[Position annotation records]

#####

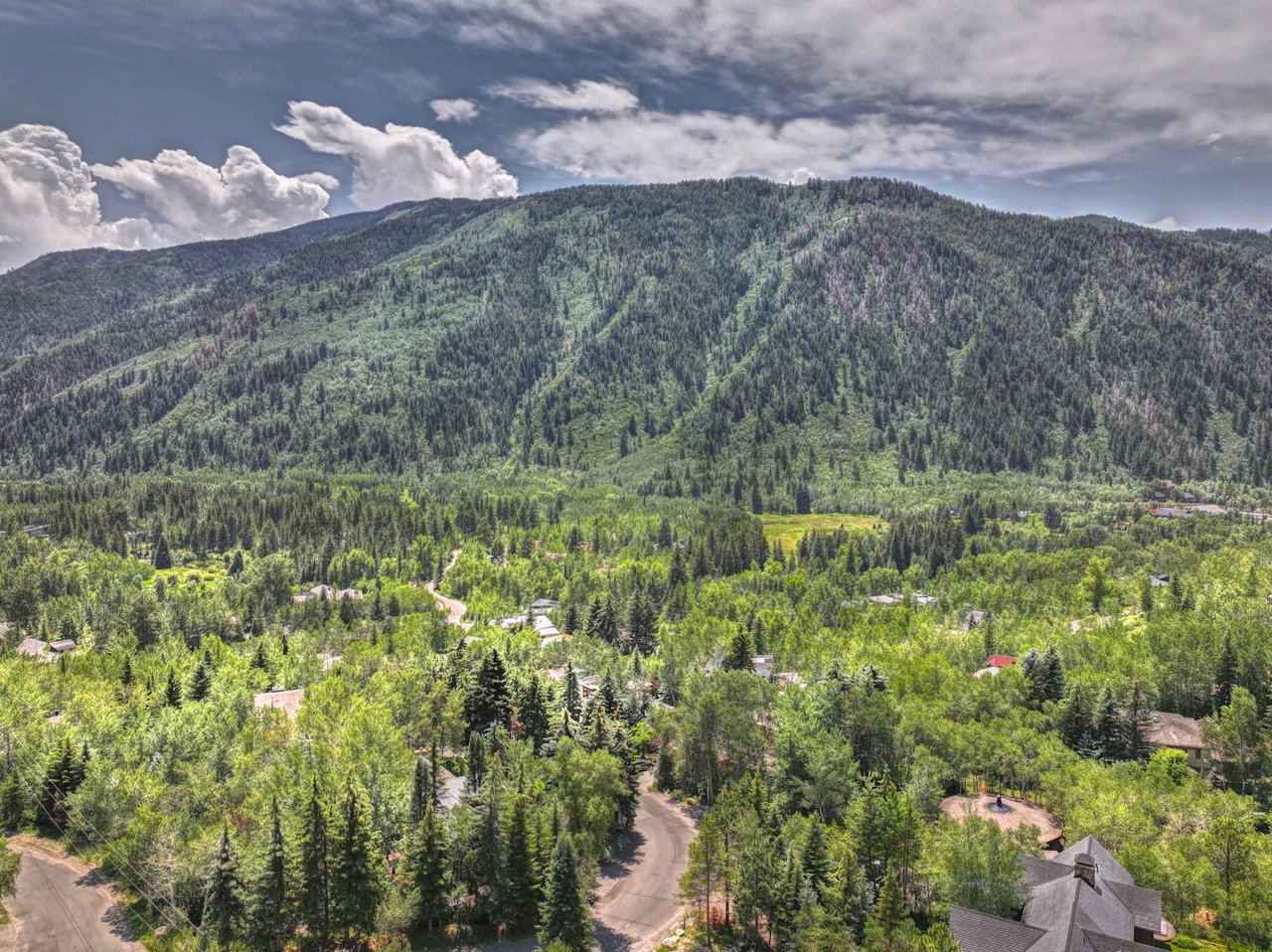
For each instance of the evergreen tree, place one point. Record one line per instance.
(316, 872)
(739, 657)
(162, 555)
(1225, 675)
(563, 915)
(203, 681)
(429, 866)
(489, 704)
(523, 878)
(355, 874)
(223, 896)
(533, 713)
(271, 905)
(172, 692)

#####

## WORK INSTRUCTIONS
Return every line of the records above word for word, omitting the picture.

## OUTPUT
For each instance of the evergreen tree, place one point. Record one line per instance.
(316, 872)
(739, 657)
(162, 555)
(1225, 675)
(563, 915)
(203, 681)
(429, 866)
(489, 704)
(523, 878)
(355, 874)
(223, 896)
(533, 713)
(271, 905)
(172, 692)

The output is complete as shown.